**WHAT YOU WILL DO:**
• A. From the browser discussion, reproduce word for word everything from "I can assume" down to "comes to that.".
• B. In the browser discussion, what minimum amount of RAM did Windows 7 require?

Well, if you’ve seen one of those screenshots where 80% of the screen was toolbars and only a fraction left for the viewport … that’s a bit how I feel now when I look at the landscape of browsers today.
Browsers… everywhere, each one trying to grab your attention long enough so you give them clicks, cookies, “anonymised” search queries and who knows what else…
There are no more browsers that fight for the user.
Is that true? Maybe it is and I'm out of the loop but I can't remember the last time someone complained about browser speed. The bottleneck seems to be website bloat more than anything else. Would love to see this argument quantified.
We just don’t know how bad slow browsers can be because all others have caught up.
During that time IE startup time went from a dozen or so seconds to also instantaneous. It was even faster than chrome sometimes. But that was just the startup. The application wasn’t ready to accept any user input or load anything for another 10 or 15 seconds still. Sometimes it would even accept input for a second then block the input fields again.
It’s the same mentality all those insanely slow webapps do when they think some core react feature for a “initial render” or splash screen etc will save them from their horrific engineering practices.
A system with less than 64 Megabytes of RAM (most computers of the time) would have to lean heavily on spinning rust virtual memory, making everything slow.
However, since then Chrome has become one of the biggest memory hogs that people commonly run.
Windows Vista, for example, required 512MB but really needed 1GB or more to work.
A year latter, in 2009, Windows 7 was launched, it required 1GB at minimum, but really needed 4GB or more.
Remember that users often don’t correctly figure out which part of the stack is causing something. I’m guessing people generally don’t ID the browser as the performance bottleneck unless they’re familiar with browsers of significantly differing speed, and when not it comes out as asking for faster internet, faster websites, or a faster computer, all of which we hear constantly.
It used to be slow for me, but now on the same hardware it is fast enough that I don't see any difference compared to chrome.
It runs noticeably faster than chrome on my 12 year old laptop. Plus, it isn't riddled with invasive tracking garbage.
I never saw a situation where the actual engine performance mattered in real world scenarios.
These days, all the engines are comparable, except that Google sabotages safari and firefox on its own sites.
1Password extension disabled: 17
1Password extension enabled: 10 (and the test takes much longer)
Vivaldi with extension enabled: 25
I really, really want to move back to Orion as my daily driver but as a pretty heavy 1Password user this is absolutely a dealbreaker.
I wish browsers offered some kind of autofill extension API so password managers don't have to inject their own bullshit into every page.
There's a lot of different reasons that people ask for open sourcing of Orion / software in general; could I ask you to expand a bit more as to which issues being open source would address for you?
I can assume of course, but I'd rather listen to you articulate it, even if it's usual reasons.
Y’all seem like nice people but trust isn’t automatic these days.
What do you perceive as the risk to "trusting" Orion in this case?
edit: Sandboxing the app also further reduces the surface area for "trust", though I'm unfamiliar with MacOS as a platform when it comes to that.

**RECORDS SUPPLIED:**
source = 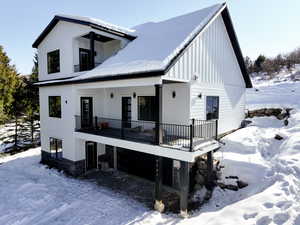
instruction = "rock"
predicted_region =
[195,173,205,184]
[180,210,189,219]
[204,190,212,201]
[225,176,239,180]
[225,184,239,191]
[276,113,287,120]
[241,120,252,128]
[194,184,203,191]
[217,182,226,189]
[274,134,283,141]
[236,180,248,188]
[154,200,165,213]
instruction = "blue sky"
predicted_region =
[0,0,300,74]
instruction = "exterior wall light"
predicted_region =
[172,91,176,98]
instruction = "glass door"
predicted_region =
[122,97,131,128]
[80,97,93,128]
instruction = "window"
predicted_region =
[49,96,61,118]
[47,50,60,74]
[206,96,219,120]
[50,138,62,159]
[138,96,156,121]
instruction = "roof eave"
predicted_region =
[32,16,136,48]
[222,7,253,88]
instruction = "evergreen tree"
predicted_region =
[254,55,266,72]
[0,46,18,123]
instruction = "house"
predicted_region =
[33,3,252,216]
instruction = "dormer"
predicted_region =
[32,15,135,81]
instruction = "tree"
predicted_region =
[254,55,266,73]
[244,56,254,73]
[0,46,18,123]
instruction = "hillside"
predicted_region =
[0,74,300,225]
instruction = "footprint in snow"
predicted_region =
[244,213,258,220]
[263,202,274,209]
[273,213,290,225]
[276,201,292,210]
[256,216,272,225]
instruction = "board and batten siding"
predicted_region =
[165,15,246,133]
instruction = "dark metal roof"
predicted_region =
[32,16,136,48]
[34,3,252,88]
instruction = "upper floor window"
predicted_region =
[206,96,219,120]
[138,96,156,121]
[50,138,62,159]
[49,96,61,118]
[47,50,60,74]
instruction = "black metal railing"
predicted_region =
[74,63,102,73]
[75,116,218,151]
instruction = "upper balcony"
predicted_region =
[75,115,218,152]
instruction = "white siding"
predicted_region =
[40,85,76,160]
[165,15,245,133]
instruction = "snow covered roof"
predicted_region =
[74,4,224,80]
[35,3,252,87]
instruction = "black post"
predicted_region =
[121,119,125,139]
[155,84,162,145]
[89,32,95,69]
[206,151,214,189]
[180,161,190,217]
[190,124,193,152]
[154,156,164,212]
[215,120,218,140]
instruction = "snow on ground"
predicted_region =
[0,78,300,225]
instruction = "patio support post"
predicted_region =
[89,32,95,69]
[206,151,214,189]
[154,84,162,145]
[180,161,190,218]
[154,156,165,212]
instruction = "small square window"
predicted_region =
[47,50,60,74]
[48,96,61,118]
[138,96,156,121]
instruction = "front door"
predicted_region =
[85,141,98,171]
[80,97,93,128]
[122,97,131,128]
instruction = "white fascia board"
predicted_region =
[75,132,219,162]
[74,76,162,90]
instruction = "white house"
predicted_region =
[33,3,252,215]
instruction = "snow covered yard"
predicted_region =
[0,80,300,225]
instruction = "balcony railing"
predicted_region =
[75,116,218,151]
[74,63,102,73]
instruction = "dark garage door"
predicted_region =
[117,148,173,186]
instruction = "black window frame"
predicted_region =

**ANSWERS BELOW:**
• A.
I can assume of course, but I'd rather listen to you articulate it, even if it's usual reasons.
Y’all seem like nice people but trust isn’t automatic these days.
What do you perceive as the risk to "trusting" Orion in this case?
edit: Sandboxing the app also further reduces the surface area for "trust", though I'm unfamiliar with MacOS as a platform when it comes to that.

• B. 1GB